__EXTRACTED INFORMATION__
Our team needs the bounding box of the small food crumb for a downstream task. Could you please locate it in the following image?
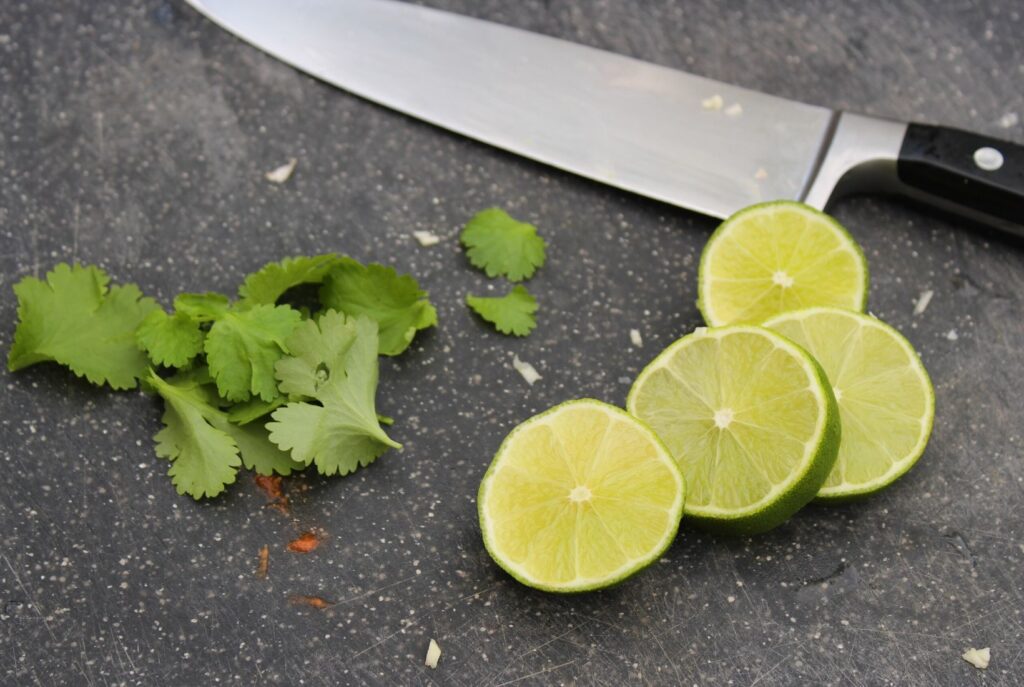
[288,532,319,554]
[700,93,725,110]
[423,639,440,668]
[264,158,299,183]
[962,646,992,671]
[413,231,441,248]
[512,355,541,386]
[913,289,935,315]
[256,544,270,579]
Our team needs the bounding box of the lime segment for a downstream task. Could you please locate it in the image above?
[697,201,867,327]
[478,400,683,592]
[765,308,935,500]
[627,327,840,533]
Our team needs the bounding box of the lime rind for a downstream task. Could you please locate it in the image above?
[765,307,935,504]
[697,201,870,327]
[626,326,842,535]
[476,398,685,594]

__TO DO__
Copy out the whole listing above with "Our team" swapped for "My group" everywhere it appears, changing nothing else. Leave the pictures out.

__SOLVED PROBLEM__
My group needs the bounding box of the small food crumb for a downstream task. Could you please locate it in the following image?
[288,532,319,554]
[700,93,725,110]
[423,639,440,668]
[264,158,299,183]
[962,646,992,671]
[413,231,441,248]
[512,355,541,386]
[913,289,935,315]
[256,544,270,579]
My group needs the bounding box of the lime segment for a downstream task. Could you please locate it in the image above?
[697,201,867,327]
[478,400,683,592]
[765,308,935,500]
[627,327,840,533]
My group needs the bounding box of the lime rind for a downstream task. Could you please locate it in the image above?
[765,307,935,504]
[697,201,870,327]
[626,326,842,535]
[476,398,685,594]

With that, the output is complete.